EXERCISE REQUIREMENTS:
• 1. Name every actor in the cast list of the Day for Night entry, in the order given.
• 2. Write a continuation of the Day for Night entry that picks up after its final sentence.

SUPPLIED PASSAGE:
•••••

Tuesday, January 14, 2014

Day for Night

La Nuit americaine; drama / comedy, France, 1973; D: François Truffaut, S: Jacqueline Bisset, François Truffaut, Jean-Pierre Leaud, Jean-Pierre Aumont, Valentina Cortese, Dani, Nathalie Baye




French director Ferrand is trying to direct a film, drama "Meet Pamela". Actor Alphonse plays a young man who falls in love with Pamela, played by British actress Julie Baker, but Pamela in the story leaves him when she falls in love with his father, played by ageing actor Alexandre. Julie is ironically married to an older doctor in real life. The production has to overcome several difficulties, but the major one occurs when the script-girl dumps Alphonse for a stuntman. The actor is thus depressed, and Julie lands in bed with him. Her relationship with the doctor is strained, and actor Alexandre dies in a car crash, but Ferrand manages to complete the film.

•••••

Extracted records:
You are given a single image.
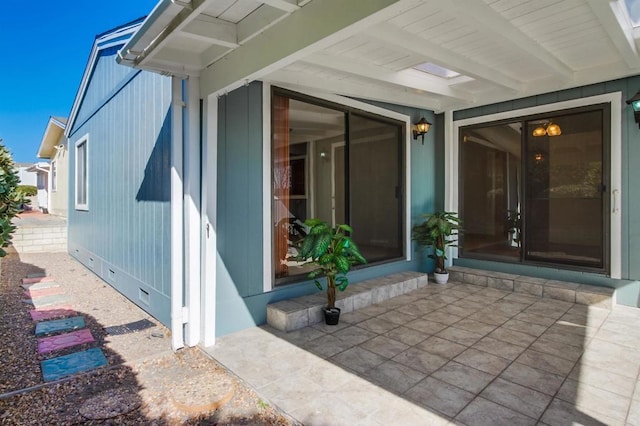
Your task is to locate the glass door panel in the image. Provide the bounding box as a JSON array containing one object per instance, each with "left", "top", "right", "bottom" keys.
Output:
[{"left": 525, "top": 110, "right": 605, "bottom": 268}]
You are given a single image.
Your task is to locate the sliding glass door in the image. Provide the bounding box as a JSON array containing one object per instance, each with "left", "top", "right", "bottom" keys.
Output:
[{"left": 460, "top": 105, "right": 609, "bottom": 271}]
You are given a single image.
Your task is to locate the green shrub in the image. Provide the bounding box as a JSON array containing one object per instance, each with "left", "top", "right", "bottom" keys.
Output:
[
  {"left": 0, "top": 143, "right": 26, "bottom": 257},
  {"left": 16, "top": 185, "right": 38, "bottom": 197}
]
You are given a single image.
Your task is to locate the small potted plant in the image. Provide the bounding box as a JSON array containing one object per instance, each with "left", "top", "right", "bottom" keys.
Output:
[
  {"left": 412, "top": 211, "right": 462, "bottom": 284},
  {"left": 295, "top": 219, "right": 367, "bottom": 325}
]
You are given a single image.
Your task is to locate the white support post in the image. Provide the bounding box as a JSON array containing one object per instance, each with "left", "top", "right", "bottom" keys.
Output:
[
  {"left": 201, "top": 95, "right": 218, "bottom": 347},
  {"left": 184, "top": 76, "right": 202, "bottom": 346},
  {"left": 171, "top": 77, "right": 184, "bottom": 351}
]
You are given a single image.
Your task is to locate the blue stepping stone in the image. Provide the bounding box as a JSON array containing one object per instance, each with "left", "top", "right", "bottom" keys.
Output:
[
  {"left": 36, "top": 316, "right": 84, "bottom": 336},
  {"left": 40, "top": 348, "right": 107, "bottom": 382},
  {"left": 22, "top": 294, "right": 71, "bottom": 309}
]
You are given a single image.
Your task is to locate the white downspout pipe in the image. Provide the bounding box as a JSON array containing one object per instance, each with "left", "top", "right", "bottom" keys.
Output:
[
  {"left": 184, "top": 76, "right": 202, "bottom": 346},
  {"left": 171, "top": 77, "right": 184, "bottom": 351}
]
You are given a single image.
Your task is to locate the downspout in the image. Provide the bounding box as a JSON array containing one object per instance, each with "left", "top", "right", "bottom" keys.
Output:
[{"left": 171, "top": 77, "right": 184, "bottom": 351}]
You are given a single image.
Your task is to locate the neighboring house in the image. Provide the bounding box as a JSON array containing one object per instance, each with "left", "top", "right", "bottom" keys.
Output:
[
  {"left": 15, "top": 163, "right": 38, "bottom": 186},
  {"left": 27, "top": 161, "right": 50, "bottom": 213},
  {"left": 66, "top": 0, "right": 640, "bottom": 348},
  {"left": 38, "top": 117, "right": 69, "bottom": 217}
]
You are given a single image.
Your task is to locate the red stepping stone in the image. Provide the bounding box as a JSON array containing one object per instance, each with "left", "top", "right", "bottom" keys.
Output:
[
  {"left": 22, "top": 287, "right": 64, "bottom": 299},
  {"left": 22, "top": 276, "right": 53, "bottom": 284},
  {"left": 29, "top": 305, "right": 77, "bottom": 321},
  {"left": 38, "top": 328, "right": 94, "bottom": 354}
]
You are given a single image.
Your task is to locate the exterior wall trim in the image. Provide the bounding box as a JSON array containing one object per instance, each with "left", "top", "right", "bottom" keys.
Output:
[{"left": 445, "top": 92, "right": 623, "bottom": 279}]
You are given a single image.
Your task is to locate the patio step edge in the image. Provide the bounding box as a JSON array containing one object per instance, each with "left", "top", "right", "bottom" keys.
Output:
[
  {"left": 267, "top": 271, "right": 429, "bottom": 332},
  {"left": 447, "top": 266, "right": 615, "bottom": 310}
]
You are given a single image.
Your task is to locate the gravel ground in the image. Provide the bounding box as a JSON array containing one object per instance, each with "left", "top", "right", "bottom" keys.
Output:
[{"left": 0, "top": 253, "right": 297, "bottom": 425}]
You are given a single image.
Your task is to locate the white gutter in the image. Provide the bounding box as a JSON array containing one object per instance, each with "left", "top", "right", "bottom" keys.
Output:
[{"left": 171, "top": 77, "right": 184, "bottom": 351}]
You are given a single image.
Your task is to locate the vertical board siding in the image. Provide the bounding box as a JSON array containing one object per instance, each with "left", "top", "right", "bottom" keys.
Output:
[
  {"left": 453, "top": 76, "right": 640, "bottom": 280},
  {"left": 69, "top": 50, "right": 171, "bottom": 324}
]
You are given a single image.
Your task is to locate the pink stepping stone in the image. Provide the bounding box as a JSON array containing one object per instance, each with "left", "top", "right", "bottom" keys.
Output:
[
  {"left": 38, "top": 328, "right": 94, "bottom": 354},
  {"left": 22, "top": 287, "right": 64, "bottom": 299},
  {"left": 22, "top": 276, "right": 53, "bottom": 284},
  {"left": 29, "top": 305, "right": 76, "bottom": 321}
]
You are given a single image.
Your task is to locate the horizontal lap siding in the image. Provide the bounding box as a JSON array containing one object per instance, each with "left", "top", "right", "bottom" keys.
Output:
[{"left": 69, "top": 57, "right": 171, "bottom": 324}]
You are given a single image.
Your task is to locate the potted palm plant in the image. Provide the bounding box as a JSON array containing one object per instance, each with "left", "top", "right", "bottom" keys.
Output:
[
  {"left": 412, "top": 211, "right": 462, "bottom": 284},
  {"left": 295, "top": 219, "right": 367, "bottom": 325}
]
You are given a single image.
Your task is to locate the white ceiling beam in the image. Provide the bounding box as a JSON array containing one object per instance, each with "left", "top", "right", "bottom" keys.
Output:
[
  {"left": 302, "top": 53, "right": 473, "bottom": 100},
  {"left": 237, "top": 4, "right": 289, "bottom": 44},
  {"left": 366, "top": 24, "right": 524, "bottom": 92},
  {"left": 265, "top": 70, "right": 441, "bottom": 112},
  {"left": 261, "top": 0, "right": 300, "bottom": 13},
  {"left": 200, "top": 0, "right": 418, "bottom": 95},
  {"left": 181, "top": 15, "right": 239, "bottom": 49},
  {"left": 438, "top": 0, "right": 576, "bottom": 80},
  {"left": 587, "top": 0, "right": 640, "bottom": 68}
]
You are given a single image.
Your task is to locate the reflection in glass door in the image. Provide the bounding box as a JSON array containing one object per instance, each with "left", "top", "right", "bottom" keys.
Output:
[{"left": 459, "top": 106, "right": 609, "bottom": 271}]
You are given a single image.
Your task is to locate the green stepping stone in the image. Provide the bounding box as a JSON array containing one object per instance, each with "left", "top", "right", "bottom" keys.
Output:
[
  {"left": 23, "top": 294, "right": 71, "bottom": 309},
  {"left": 22, "top": 281, "right": 60, "bottom": 290},
  {"left": 36, "top": 316, "right": 84, "bottom": 336},
  {"left": 40, "top": 348, "right": 107, "bottom": 382}
]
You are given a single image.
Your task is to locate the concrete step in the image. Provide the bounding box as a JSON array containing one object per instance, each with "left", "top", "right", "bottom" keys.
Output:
[
  {"left": 267, "top": 271, "right": 428, "bottom": 331},
  {"left": 447, "top": 266, "right": 615, "bottom": 310}
]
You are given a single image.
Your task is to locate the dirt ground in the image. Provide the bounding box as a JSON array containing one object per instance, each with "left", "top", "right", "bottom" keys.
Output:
[{"left": 0, "top": 253, "right": 297, "bottom": 425}]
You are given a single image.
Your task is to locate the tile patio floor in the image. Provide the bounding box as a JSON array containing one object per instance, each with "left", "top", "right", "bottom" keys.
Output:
[{"left": 206, "top": 283, "right": 640, "bottom": 426}]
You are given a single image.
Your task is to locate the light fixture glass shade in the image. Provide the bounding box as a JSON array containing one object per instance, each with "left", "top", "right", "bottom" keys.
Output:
[
  {"left": 547, "top": 123, "right": 562, "bottom": 136},
  {"left": 532, "top": 126, "right": 547, "bottom": 136}
]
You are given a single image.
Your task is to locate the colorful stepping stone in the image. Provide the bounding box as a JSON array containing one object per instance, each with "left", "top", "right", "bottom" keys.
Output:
[
  {"left": 22, "top": 276, "right": 54, "bottom": 284},
  {"left": 38, "top": 328, "right": 95, "bottom": 354},
  {"left": 40, "top": 348, "right": 107, "bottom": 382},
  {"left": 22, "top": 294, "right": 70, "bottom": 309},
  {"left": 22, "top": 287, "right": 64, "bottom": 299},
  {"left": 29, "top": 305, "right": 76, "bottom": 321},
  {"left": 36, "top": 316, "right": 84, "bottom": 336},
  {"left": 22, "top": 281, "right": 60, "bottom": 290}
]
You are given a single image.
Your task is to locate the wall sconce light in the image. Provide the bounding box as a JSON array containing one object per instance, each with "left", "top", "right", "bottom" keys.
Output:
[
  {"left": 413, "top": 117, "right": 431, "bottom": 145},
  {"left": 531, "top": 122, "right": 562, "bottom": 137},
  {"left": 627, "top": 90, "right": 640, "bottom": 128}
]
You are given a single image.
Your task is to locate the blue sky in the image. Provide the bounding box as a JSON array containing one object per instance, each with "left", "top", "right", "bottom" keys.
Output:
[{"left": 0, "top": 0, "right": 157, "bottom": 162}]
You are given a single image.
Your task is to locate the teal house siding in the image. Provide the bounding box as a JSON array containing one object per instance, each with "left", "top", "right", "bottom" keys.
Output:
[
  {"left": 69, "top": 49, "right": 171, "bottom": 326},
  {"left": 453, "top": 76, "right": 640, "bottom": 306},
  {"left": 216, "top": 82, "right": 444, "bottom": 336}
]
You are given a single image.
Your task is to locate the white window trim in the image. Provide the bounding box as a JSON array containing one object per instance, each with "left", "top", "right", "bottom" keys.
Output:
[
  {"left": 73, "top": 133, "right": 89, "bottom": 211},
  {"left": 262, "top": 82, "right": 412, "bottom": 292},
  {"left": 445, "top": 92, "right": 624, "bottom": 279}
]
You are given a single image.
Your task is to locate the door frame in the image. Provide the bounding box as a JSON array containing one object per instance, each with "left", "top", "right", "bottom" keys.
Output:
[{"left": 445, "top": 92, "right": 623, "bottom": 279}]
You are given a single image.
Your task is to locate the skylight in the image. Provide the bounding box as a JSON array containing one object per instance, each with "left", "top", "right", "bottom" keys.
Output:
[
  {"left": 413, "top": 61, "right": 460, "bottom": 78},
  {"left": 624, "top": 0, "right": 640, "bottom": 27}
]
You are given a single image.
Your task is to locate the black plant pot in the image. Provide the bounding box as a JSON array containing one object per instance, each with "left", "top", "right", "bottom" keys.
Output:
[{"left": 322, "top": 307, "right": 340, "bottom": 325}]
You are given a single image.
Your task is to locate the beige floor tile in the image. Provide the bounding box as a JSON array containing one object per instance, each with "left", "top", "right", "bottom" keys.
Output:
[
  {"left": 454, "top": 348, "right": 510, "bottom": 375},
  {"left": 405, "top": 377, "right": 474, "bottom": 417},
  {"left": 557, "top": 379, "right": 631, "bottom": 421},
  {"left": 365, "top": 361, "right": 426, "bottom": 394},
  {"left": 393, "top": 347, "right": 448, "bottom": 374},
  {"left": 431, "top": 361, "right": 495, "bottom": 394},
  {"left": 480, "top": 378, "right": 551, "bottom": 419},
  {"left": 456, "top": 397, "right": 536, "bottom": 426},
  {"left": 384, "top": 327, "right": 429, "bottom": 346},
  {"left": 436, "top": 326, "right": 483, "bottom": 346},
  {"left": 416, "top": 336, "right": 467, "bottom": 359},
  {"left": 500, "top": 362, "right": 564, "bottom": 395},
  {"left": 517, "top": 349, "right": 575, "bottom": 376},
  {"left": 473, "top": 337, "right": 525, "bottom": 361},
  {"left": 360, "top": 336, "right": 409, "bottom": 358}
]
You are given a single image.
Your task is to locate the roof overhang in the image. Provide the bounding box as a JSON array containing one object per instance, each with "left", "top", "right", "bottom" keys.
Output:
[
  {"left": 118, "top": 0, "right": 640, "bottom": 112},
  {"left": 38, "top": 117, "right": 67, "bottom": 158}
]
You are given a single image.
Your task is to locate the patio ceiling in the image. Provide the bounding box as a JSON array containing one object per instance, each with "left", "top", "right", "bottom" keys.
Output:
[{"left": 120, "top": 0, "right": 640, "bottom": 112}]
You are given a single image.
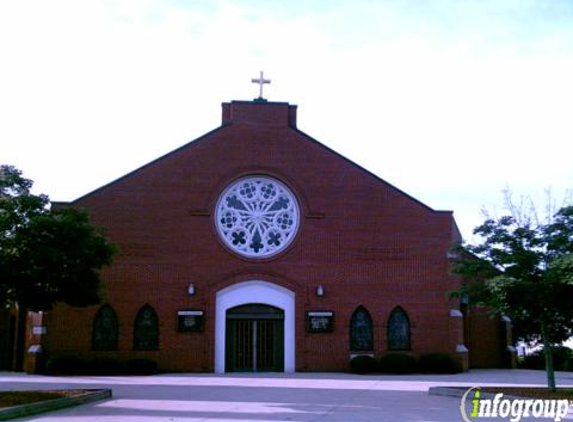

•••••

ANSWERS PER TASK:
• 1. Jacqueline Bisset, François Truffaut, Jean-Pierre Leaud, Jean-Pierre Aumont, Valentina Cortese, Dani, Nathalie Baye

• 2.
One of the best movies of the 70s, "Day for Night" is a loving, a refreshingly ironic and therapeutic semi-biographical homage to filmmaking, and alongside "Jules and Jim", "The Bride Wore Black" and "Fahrenheit 451" one of Francois Truffaut's most famous films. Constructed as a film about making a film, "Day for Night" is a clever, yet simple and elegant metafilm story where Truffaut himself plays the director Ferrand, and his frequent actor Jean-Pierre Leaud the actor in the fictional film, Alphonse. The film is filled with gentle comical situations involving obstacles that the film crew has to overcome in order to achieve their cinematic vision (a cat is too scared of the boom microphone to run towards the plate and drink milk for a take; two peasants escorting two donkeys pass by the film set and joke: "Making a movie? If you need stars, we are available!").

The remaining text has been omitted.